Prompt | Reproduce all of the data exactly, with no line skipped.

Given information |
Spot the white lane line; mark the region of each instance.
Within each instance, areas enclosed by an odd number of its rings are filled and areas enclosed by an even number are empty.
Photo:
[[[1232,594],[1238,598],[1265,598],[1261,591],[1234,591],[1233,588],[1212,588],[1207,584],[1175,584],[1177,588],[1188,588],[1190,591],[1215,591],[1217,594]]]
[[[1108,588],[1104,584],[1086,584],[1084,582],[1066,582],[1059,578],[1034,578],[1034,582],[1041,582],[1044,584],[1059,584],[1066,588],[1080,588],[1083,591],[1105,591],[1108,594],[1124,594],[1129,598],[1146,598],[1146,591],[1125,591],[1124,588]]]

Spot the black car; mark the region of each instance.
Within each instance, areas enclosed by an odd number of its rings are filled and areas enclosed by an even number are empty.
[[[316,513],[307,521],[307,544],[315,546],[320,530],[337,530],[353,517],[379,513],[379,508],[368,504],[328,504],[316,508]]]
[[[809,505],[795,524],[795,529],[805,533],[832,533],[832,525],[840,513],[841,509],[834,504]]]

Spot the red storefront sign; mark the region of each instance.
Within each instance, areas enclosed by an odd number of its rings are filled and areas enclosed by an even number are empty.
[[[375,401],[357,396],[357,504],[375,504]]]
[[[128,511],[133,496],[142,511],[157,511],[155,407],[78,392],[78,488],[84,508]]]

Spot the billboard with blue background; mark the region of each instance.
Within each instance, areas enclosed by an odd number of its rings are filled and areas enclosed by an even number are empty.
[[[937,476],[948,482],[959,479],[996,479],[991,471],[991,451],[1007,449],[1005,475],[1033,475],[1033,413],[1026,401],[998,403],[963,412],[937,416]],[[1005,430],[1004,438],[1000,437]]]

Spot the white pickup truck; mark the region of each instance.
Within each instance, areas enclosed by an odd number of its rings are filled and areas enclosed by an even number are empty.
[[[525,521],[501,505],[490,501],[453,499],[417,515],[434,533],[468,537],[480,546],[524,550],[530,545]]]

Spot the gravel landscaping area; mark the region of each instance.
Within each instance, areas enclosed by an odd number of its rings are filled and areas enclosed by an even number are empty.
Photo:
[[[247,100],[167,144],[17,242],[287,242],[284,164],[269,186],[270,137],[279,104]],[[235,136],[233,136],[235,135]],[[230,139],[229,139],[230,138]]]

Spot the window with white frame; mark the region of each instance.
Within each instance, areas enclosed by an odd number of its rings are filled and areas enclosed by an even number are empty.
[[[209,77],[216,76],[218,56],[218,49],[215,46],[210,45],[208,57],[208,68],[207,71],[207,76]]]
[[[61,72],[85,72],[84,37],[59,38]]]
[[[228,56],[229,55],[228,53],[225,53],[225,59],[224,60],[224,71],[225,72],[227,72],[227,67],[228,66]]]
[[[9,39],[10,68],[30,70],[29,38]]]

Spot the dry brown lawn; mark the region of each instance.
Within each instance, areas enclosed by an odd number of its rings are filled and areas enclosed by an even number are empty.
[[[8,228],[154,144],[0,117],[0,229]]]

Solution for this exercise |
Spot the white lane line; mark the region of each instance.
Within each instance, areas enclosed by an odd number of its rings are filled and areas enclosed by an even number are empty.
Photo:
[[[1232,594],[1238,598],[1265,598],[1261,591],[1234,591],[1233,588],[1212,588],[1207,584],[1175,584],[1177,588],[1188,588],[1190,591],[1215,591],[1217,594]]]
[[[1108,588],[1104,584],[1086,584],[1084,582],[1066,582],[1059,578],[1034,578],[1034,582],[1041,582],[1044,584],[1059,584],[1066,588],[1080,588],[1083,591],[1105,591],[1108,594],[1124,594],[1129,598],[1146,598],[1146,591],[1125,591],[1124,588]]]

Spot the black car; mark the region of each instance.
Within each instance, areas enclosed by an odd number of its rings are filled and areas enclosed by an even number are empty.
[[[316,513],[307,521],[307,544],[315,546],[320,530],[337,530],[353,517],[379,513],[379,508],[368,504],[328,504],[316,508]]]
[[[809,505],[795,524],[795,529],[805,533],[832,533],[832,525],[840,513],[841,509],[834,504]]]

Spot the red storefront sign; mark the region of each instance.
Within each instance, areas enclosed by an odd number of its rings are filled and areas enclosed by an even number are empty.
[[[375,401],[357,396],[357,504],[375,504]]]
[[[128,511],[133,496],[142,511],[157,511],[155,407],[78,392],[78,488],[84,508]]]

Spot the billboard with blue background; mark the region of each instance.
Within each instance, areas enclosed by an odd number of its rings are filled and areas enclosed by an even number are empty.
[[[937,476],[948,482],[959,479],[996,479],[991,471],[991,451],[1007,449],[1005,475],[1033,475],[1033,413],[1026,401],[998,403],[963,412],[937,416]],[[1005,430],[1004,438],[1000,437]]]

Spot the white pickup truck; mark the region of each instance.
Within each instance, areas enclosed by an odd number of its rings are filled and areas enclosed by an even number are empty.
[[[525,521],[501,505],[490,501],[453,499],[417,515],[434,533],[468,537],[480,546],[524,550],[530,545]]]

Spot the gravel landscaping area; mark the region of each instance.
Within each instance, areas enclosed by an odd number of its rings are filled and areas enclosed by an even number are empty.
Photo:
[[[247,100],[167,144],[17,242],[287,242],[284,164],[269,186],[270,137],[279,104]],[[235,136],[233,136],[235,135]],[[230,139],[229,139],[230,138]]]

Spot the window with white frame; mark the region of each instance.
Within each instance, areas enclosed by an odd number of its rings are filled and areas enclosed by an even number are empty.
[[[209,77],[216,76],[218,56],[218,49],[215,46],[210,45],[208,57],[208,68],[207,71],[207,76]]]
[[[61,72],[85,72],[84,37],[59,38]]]
[[[228,56],[229,55],[228,53],[225,53],[225,59],[224,60],[224,71],[225,72],[227,72],[227,67],[228,66]]]
[[[9,39],[10,68],[30,70],[29,38]]]

Spot the dry brown lawn; mark the region of each instance.
Within each instance, areas enclosed by an odd number of its rings are filled and areas enclosed by an even number are empty.
[[[8,228],[154,144],[0,117],[0,229]]]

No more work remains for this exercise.